_TASK PROMPT_. Swap "bounding box" for "rectangle" throughout the records below and write them out again with everything else unchanged. Leave the pictures out.

::: DATASET RECORDS

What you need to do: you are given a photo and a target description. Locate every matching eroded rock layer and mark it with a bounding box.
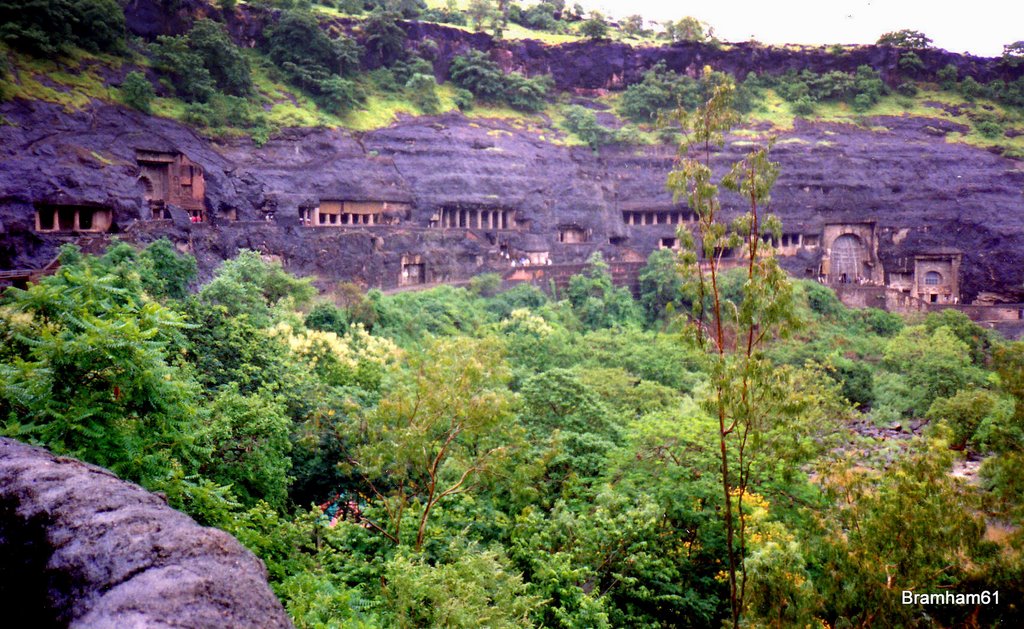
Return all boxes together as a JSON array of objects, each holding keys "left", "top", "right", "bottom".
[
  {"left": 0, "top": 101, "right": 1024, "bottom": 303},
  {"left": 0, "top": 438, "right": 291, "bottom": 629}
]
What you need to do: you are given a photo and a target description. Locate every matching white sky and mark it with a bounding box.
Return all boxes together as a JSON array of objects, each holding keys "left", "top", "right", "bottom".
[{"left": 585, "top": 0, "right": 1024, "bottom": 56}]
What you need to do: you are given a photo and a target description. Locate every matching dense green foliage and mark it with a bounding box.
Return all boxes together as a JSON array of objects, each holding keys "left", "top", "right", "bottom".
[
  {"left": 0, "top": 0, "right": 125, "bottom": 56},
  {"left": 0, "top": 228, "right": 1024, "bottom": 627},
  {"left": 121, "top": 72, "right": 157, "bottom": 114},
  {"left": 451, "top": 50, "right": 551, "bottom": 112},
  {"left": 0, "top": 0, "right": 1024, "bottom": 627}
]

::::::

_OUTPUT OF THE TASK_.
What you need to do: you are given a photo and a target description. Locate every matching eroded rock layer and mark it with a rectangle.
Return all boxes together as a JSON array of objects, each holding keys "left", "top", "right", "bottom".
[
  {"left": 0, "top": 101, "right": 1024, "bottom": 303},
  {"left": 0, "top": 438, "right": 291, "bottom": 629}
]
What you need to do: you are given a photo and a target description. Locate every matching white sky and mark it with a rectangle.
Return all boxes together as a JSON array of objects, each holding keys "left", "top", "right", "bottom".
[{"left": 585, "top": 0, "right": 1024, "bottom": 56}]
What you need to do: you are given a photo and a target description. Locate every matching dense green foliage and mark it with a rectangle.
Return all boxes together as a JSON array of objects, each holding keys "left", "top", "right", "bottom".
[
  {"left": 0, "top": 0, "right": 125, "bottom": 56},
  {"left": 0, "top": 228, "right": 1024, "bottom": 627},
  {"left": 121, "top": 72, "right": 157, "bottom": 114},
  {"left": 451, "top": 50, "right": 551, "bottom": 112},
  {"left": 0, "top": 0, "right": 1024, "bottom": 627}
]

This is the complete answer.